Texte cité →
--------------------------------------------------

Les 50 printemps de La semaine verte
Josiane Aubuchon
31 mars 2021
La semaine verte a 50 ans! Quand on y pense, cette émission a littéralement traversé les époques. Elle s’est trouvé un chemin depuis votre vieille télé à antenne jusqu’à votre iPhone. Malgré tous les bouleversements qui ont transformé l’univers télévisuel, La semaine verte a conservé sa place et sa pertinence au petit écran.
Un rendez-vous réconfortant
Ce n’est pas une émission destinée aux enfants, évidemment, mais pour moi, c’est une production phare de ma jeunesse. Il faut savoir que j’ai grandi sur une ferme laitière, dans un rang de la belle région de Lanaudière et que chez nous, chaque dimanche midi, peu importe ce qu’il y avait sur la table, il fallait mettre la télé à Radio-Canada et regarder Yvon Leblanc, animateur de l’émission de 1978 à 2002, annoncer les grands enjeux agricoles du jour.
Pour l’enfant que j’étais, le lunch du dimanche était un programme totalement ennuyant. Au menu : spaghetti et crise de la vache folle, pâté chinois et pêche aux moules sous la glace, pain de viande et biodiversité des sols, etc. Bref, chaque dimanche que le bon Dieu amenait, je devais m’attabler et rester silencieuse pour que toute la famille puisse regarder attentivement La semaine verte… tout ça sans pouvoir sauter les annonces !
Puis, tranquillement, en vieillissant, sans m’en rendre compte, j’ai moi-même fini par avoir envie de me taire et d’engloutir mon grilled cheese en écoutant la sacro-sainte émission dominicale de ma famille.
Même qu’une fois rendue en appartement, regarder La semaine verte m’a procuré un certain sentiment de réconfort. C’était comme si j’étais toujours à la maison. Quand on réalise qu’entendre parler de fertilisants ou de cheptel bovin devient confortable et sécurisant, c’est là qu’on prend conscience de l’étendue du pouvoir de La semaine verte!
Une riche histoire et de solides racines
À sa création, au début des années 1970, l’émission s’adressait uniquement aux agriculteurs. La réalité agricole était alors bien différente. La preuve : à l’époque, on dénombrait près de 61 000 fermes au Québec; désormais, il n’en reste que 29 000.
Au même moment, Radio-Canada proposait déjà quelques émissions à saveur horticole et agraire. La création de La semaine verte était l’occasion parfaite de regrouper tous ces grands thèmes et d’en faire un véritable magazine agricole. C’est ainsi que l’émission est née d’une fusion entre Des travaux et des jours et Les quatre saisons. Pendant sa première année de vie, La semaine verte n’avait qu’une durée de 15 minutes; ce n’est qu’en 1972 qu’elle a adopté le format d’une heure qu’on lui connaît encore aujourd’hui.
La semaine verte s’illustre comme une émission qui a su évoluer à travers les années. Aujourd’hui, son contenu s’adresse à un large auditoire, autant urbain que rural. Les sujets sont près de l’actualité et tentent de répondre aux enjeux qui se pointent le bout du nez : on y aborde notamment les thèmes de l’alimentation, des changements climatiques, de la sauvegarde de l’environnement et de la gestion des ressources renouvelables.

--------------------------------------------------

Jeu de données →
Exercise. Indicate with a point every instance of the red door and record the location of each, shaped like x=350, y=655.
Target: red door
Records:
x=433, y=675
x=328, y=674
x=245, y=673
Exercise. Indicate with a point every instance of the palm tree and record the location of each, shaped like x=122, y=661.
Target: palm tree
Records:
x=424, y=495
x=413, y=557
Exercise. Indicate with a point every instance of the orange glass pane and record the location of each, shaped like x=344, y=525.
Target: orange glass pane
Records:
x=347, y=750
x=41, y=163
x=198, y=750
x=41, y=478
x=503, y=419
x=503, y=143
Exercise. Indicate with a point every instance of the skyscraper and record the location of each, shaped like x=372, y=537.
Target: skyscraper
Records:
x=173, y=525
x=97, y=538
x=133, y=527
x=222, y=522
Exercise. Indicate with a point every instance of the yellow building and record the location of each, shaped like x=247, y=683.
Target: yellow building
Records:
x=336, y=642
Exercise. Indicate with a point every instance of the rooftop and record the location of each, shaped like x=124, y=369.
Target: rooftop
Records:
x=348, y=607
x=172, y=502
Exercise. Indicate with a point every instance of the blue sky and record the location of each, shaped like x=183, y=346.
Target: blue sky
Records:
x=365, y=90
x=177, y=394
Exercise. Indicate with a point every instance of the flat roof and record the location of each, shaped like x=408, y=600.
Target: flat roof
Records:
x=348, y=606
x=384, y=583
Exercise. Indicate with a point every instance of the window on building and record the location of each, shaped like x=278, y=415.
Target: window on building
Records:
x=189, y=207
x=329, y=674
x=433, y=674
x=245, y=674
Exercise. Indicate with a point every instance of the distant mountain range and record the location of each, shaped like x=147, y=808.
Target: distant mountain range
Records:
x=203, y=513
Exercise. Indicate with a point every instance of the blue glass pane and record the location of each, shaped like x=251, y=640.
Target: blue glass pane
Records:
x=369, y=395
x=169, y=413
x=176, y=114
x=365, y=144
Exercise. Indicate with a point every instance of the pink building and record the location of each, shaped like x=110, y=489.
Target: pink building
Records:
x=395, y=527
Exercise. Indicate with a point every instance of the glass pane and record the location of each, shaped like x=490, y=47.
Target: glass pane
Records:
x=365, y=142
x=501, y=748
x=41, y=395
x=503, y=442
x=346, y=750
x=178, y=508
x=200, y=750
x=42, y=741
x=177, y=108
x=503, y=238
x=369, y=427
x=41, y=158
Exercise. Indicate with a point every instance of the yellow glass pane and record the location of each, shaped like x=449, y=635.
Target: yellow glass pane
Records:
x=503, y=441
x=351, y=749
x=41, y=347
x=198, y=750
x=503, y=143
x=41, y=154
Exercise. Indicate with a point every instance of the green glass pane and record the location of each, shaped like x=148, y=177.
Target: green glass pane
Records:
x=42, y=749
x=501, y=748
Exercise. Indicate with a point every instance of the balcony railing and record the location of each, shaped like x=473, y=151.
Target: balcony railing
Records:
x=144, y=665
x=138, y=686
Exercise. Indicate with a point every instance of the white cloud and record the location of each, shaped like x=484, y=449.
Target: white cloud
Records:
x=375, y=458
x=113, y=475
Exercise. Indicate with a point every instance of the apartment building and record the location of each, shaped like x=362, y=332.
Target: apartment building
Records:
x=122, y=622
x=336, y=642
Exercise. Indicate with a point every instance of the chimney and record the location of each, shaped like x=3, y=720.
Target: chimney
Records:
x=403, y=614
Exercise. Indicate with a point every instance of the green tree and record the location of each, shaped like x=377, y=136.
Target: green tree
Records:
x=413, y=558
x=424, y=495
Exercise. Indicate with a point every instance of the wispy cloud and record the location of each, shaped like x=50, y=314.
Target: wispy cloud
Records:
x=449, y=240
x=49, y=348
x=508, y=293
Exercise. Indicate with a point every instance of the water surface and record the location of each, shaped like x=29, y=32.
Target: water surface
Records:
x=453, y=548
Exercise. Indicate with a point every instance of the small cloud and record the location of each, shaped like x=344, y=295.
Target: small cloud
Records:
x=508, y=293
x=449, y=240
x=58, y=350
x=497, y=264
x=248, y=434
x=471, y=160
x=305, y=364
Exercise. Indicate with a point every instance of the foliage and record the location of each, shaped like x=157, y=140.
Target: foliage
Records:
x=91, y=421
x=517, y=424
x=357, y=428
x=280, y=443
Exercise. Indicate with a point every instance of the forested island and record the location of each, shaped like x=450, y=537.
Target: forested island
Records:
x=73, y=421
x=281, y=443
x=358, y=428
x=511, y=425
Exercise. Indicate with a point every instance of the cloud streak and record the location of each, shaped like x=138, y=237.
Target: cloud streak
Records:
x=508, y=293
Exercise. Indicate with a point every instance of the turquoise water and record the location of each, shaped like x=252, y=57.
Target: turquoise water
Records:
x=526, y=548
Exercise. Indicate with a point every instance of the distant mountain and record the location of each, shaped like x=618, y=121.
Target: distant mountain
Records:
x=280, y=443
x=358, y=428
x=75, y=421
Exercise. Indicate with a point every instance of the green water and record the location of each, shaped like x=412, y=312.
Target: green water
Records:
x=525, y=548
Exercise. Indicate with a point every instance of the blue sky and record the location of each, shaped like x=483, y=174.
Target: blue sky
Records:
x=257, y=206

--------------------------------------------------

Consigne → Reprenez l'article consacré aux 50 ans de La semaine verte et poursuivez-le à la suite de sa dernière phrase.

Résultat de l'exercice →
Fait plutôt intéressant : malgré ses 50 ans d’existence, La semaine verte n’a eu que très peu de personnes assurant son animation, soit Pierre Perreault, Yvon Leblanc, Errol Duchaine et Catherine Mercier, qui occupe ce poste depuis 2013. La présence d’une femme à la barre de l’émission est une belle façon de moderniser l’émission, le milieu agricole ayant longtemps été associé aux hommes par le passé.
Au Canada, La semaine verte est actuellement l’émission la plus ancienne portant sur l’agriculture et l’environnement.
Une pertinence sans cesse renouvelée
La grande force de l’émission réside dans le fait qu’on s’adresse à monsieur et madame Tout-le-Monde. Grâce aux reportages qui y sont présentés, certaines personnes ont pu découvrir d’où provenait réellement le contenu de leur assiette et sont sans doute devenues des citoyennes et citoyens plus conscientisés au monde qui les entoure.Plusieurs découvertes et avancées ont été mises en lumière grâce à La semaine verte, comme l’apparition du yogourt dans les supermarchés, l’avènement de la culture de serre ou l’exploitation des ressources naturelles partout dans le monde. L’émission a toujours eu pour mission de sensibiliser son auditoire, ce qu’elle a réussi à faire au fil des ans grâce à de la vulgarisation de grande qualité. La semaine verte sait susciter la curiosité de son public et l’amener à faire des apprentissages.
D’ailleurs, avec la crise sanitaire actuelle, plusieurs personnes ont été sensibilisées à l’importance d’encourager les agricultrices et agriculteurs locaux, tandis que d’autres ont décidé d’aller s’établir en campagne ou, même, ont pris la clé des champs pour aller prêter main-forte aux productrices et producteurs d’ici. Plus que jamais, à une ère où l’on discute davantage d’autosuffisance et où les gens en ville veulent de plus en plus avoir un jardin urbain, une émission comme La semaine verte est extrêmement pertinente.
Un plaidoyer pour 50 autres années
Unique à travers une tonne de téléromans, de talk-shows et de téléréalités, La semaine verte mérite un peu plus d’attention. Mettez de côté vos appréhensions d’émission plate pour les agronomes : les sujets sont toujours très intéressants, en plus d’être accompagnés de sublimes images. Tant qu’à vivre sur terre, aussi bien prendre 60 minutes par semaine pour prendre des nouvelles du milieu où l’on habite.
Plus que jamais, les gens du monde entier prennent conscience de l’importance d’avoir une planète en santé. Tranquillement, on sent un retour aux sources, une nouvelle glorification des valeurs de la terre. Si on veut s’offrir un futur rayonnant, il faut s’instruire. Regarder La semaine verte, c’est commencer à cheminer vers un nouveau mode de vie; c’est se donner des outils pour changer ses façons de consommer, de voyager et de cultiver.
La semaine verte, c’est la force silencieuse de la programmation télé. On en parle peu au bureau, autour de la machine à café et pourtant, l’émission rallie bien des publics. Sa qualité n’est plus à défendre. C’est un peu comme si l’émission avait atteint maturité et sagesse après toutes ces années.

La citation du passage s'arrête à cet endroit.